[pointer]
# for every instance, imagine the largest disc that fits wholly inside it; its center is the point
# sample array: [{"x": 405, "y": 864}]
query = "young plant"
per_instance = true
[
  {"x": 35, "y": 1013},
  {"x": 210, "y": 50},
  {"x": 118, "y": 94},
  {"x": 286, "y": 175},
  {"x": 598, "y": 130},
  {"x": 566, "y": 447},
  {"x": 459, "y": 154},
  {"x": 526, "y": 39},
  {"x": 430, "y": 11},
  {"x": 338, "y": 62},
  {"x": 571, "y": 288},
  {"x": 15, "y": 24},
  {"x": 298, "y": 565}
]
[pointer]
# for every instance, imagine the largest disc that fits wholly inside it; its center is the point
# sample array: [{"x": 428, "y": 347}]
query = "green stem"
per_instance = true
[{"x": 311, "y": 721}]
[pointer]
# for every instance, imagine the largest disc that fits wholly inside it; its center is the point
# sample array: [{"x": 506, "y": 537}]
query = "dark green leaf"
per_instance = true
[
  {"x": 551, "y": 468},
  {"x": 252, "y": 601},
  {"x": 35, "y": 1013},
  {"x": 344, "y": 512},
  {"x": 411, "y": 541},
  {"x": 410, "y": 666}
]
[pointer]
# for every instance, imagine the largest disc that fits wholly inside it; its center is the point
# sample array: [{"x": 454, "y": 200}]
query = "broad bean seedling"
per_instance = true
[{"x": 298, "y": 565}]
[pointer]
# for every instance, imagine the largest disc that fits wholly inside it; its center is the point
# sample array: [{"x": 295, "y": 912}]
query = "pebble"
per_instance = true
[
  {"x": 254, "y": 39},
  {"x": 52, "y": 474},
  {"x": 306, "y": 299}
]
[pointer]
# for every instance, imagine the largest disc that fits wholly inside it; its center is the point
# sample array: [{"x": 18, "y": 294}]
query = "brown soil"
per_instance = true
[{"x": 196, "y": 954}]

....

▸ What you need to do
Count how many lines of the records contain the string "green", matching case exactly. Reply with the number alone.

▸ Task answer
2